- The task
Your job is to set down the stretch of entries that opens with the line containing "Target: dark coffee in mug" and closes with the line containing "of the cracked". Keep both end lines, copy each exactly, and add nothing.

- Data excerpts
##########

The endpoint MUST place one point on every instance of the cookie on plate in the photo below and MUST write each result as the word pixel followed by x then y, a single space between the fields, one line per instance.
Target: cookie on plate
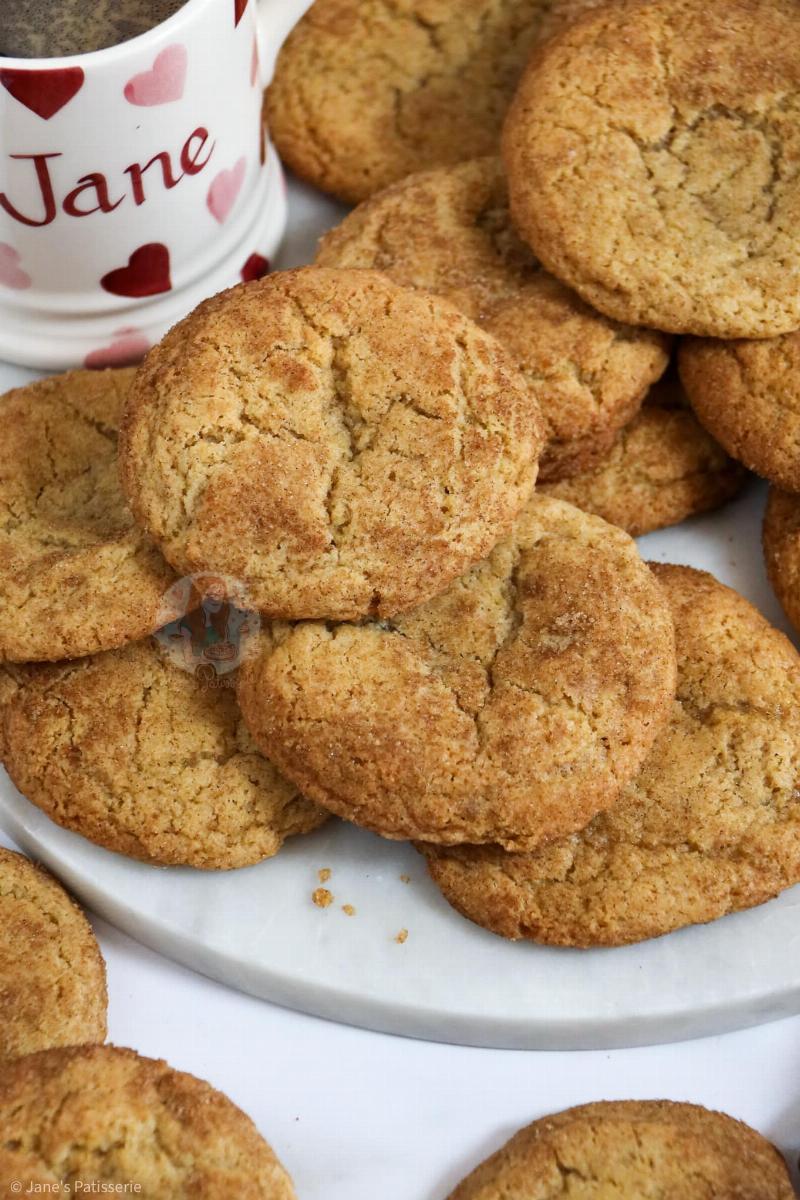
pixel 711 823
pixel 782 550
pixel 52 973
pixel 109 1116
pixel 663 468
pixel 657 179
pixel 449 232
pixel 366 93
pixel 511 708
pixel 747 395
pixel 631 1150
pixel 11 677
pixel 338 444
pixel 77 574
pixel 142 757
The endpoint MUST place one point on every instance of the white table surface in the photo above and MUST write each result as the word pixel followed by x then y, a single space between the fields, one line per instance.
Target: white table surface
pixel 358 1115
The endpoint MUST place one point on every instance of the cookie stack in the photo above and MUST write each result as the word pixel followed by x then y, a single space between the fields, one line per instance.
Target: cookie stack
pixel 420 461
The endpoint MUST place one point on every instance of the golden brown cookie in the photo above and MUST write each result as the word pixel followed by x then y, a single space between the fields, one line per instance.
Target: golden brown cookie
pixel 660 179
pixel 449 232
pixel 52 973
pixel 711 825
pixel 77 575
pixel 630 1150
pixel 367 91
pixel 11 676
pixel 511 708
pixel 139 756
pixel 663 468
pixel 782 550
pixel 747 395
pixel 337 443
pixel 108 1116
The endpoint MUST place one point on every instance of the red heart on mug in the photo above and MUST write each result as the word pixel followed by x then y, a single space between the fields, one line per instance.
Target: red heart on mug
pixel 146 274
pixel 44 93
pixel 256 268
pixel 128 347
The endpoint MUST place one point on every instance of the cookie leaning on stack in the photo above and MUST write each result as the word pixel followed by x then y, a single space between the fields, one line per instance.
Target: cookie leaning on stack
pixel 662 469
pixel 449 232
pixel 510 708
pixel 140 757
pixel 78 576
pixel 650 153
pixel 366 93
pixel 710 825
pixel 52 973
pixel 341 445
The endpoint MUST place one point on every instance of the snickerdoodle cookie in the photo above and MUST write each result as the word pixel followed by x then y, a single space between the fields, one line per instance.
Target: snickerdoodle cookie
pixel 337 443
pixel 367 91
pixel 108 1116
pixel 449 232
pixel 663 468
pixel 139 756
pixel 747 395
pixel 782 550
pixel 631 1150
pixel 711 823
pixel 653 156
pixel 52 973
pixel 511 708
pixel 77 575
pixel 11 676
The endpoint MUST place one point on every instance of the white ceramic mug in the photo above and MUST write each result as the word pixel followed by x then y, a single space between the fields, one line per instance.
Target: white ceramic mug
pixel 134 181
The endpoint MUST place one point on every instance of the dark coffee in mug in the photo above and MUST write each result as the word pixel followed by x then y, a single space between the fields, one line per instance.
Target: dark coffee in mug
pixel 49 29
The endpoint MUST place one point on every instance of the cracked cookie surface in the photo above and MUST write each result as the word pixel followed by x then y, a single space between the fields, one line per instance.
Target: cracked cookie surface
pixel 663 468
pixel 630 1150
pixel 367 91
pixel 77 575
pixel 662 181
pixel 711 823
pixel 510 708
pixel 338 444
pixel 747 395
pixel 449 232
pixel 52 973
pixel 107 1115
pixel 782 550
pixel 138 756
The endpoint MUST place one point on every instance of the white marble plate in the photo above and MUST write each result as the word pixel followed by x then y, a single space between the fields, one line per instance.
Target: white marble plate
pixel 258 930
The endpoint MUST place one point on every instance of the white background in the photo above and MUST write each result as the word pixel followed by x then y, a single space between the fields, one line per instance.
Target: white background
pixel 356 1115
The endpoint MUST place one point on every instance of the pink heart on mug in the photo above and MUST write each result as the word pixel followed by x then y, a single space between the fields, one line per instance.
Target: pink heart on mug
pixel 145 275
pixel 11 273
pixel 163 83
pixel 128 347
pixel 224 190
pixel 43 93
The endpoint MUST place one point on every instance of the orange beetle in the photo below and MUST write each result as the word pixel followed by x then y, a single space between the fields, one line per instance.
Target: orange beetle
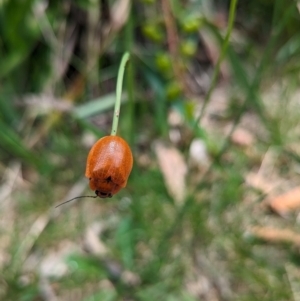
pixel 108 166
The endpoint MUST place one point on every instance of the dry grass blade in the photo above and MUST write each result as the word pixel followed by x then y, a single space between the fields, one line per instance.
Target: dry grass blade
pixel 40 224
pixel 276 235
pixel 286 202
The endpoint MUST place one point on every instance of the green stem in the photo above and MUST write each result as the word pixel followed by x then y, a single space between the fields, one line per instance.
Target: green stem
pixel 124 60
pixel 232 12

##########

- Result of this task
Target: dark coffee in mug
pixel 49 29
The endpoint MUST place one point on every instance of the cracked cookie surface in the photo above and MUST write each result as the word pixel followed by x then y, a single space between the fields, one line per instance.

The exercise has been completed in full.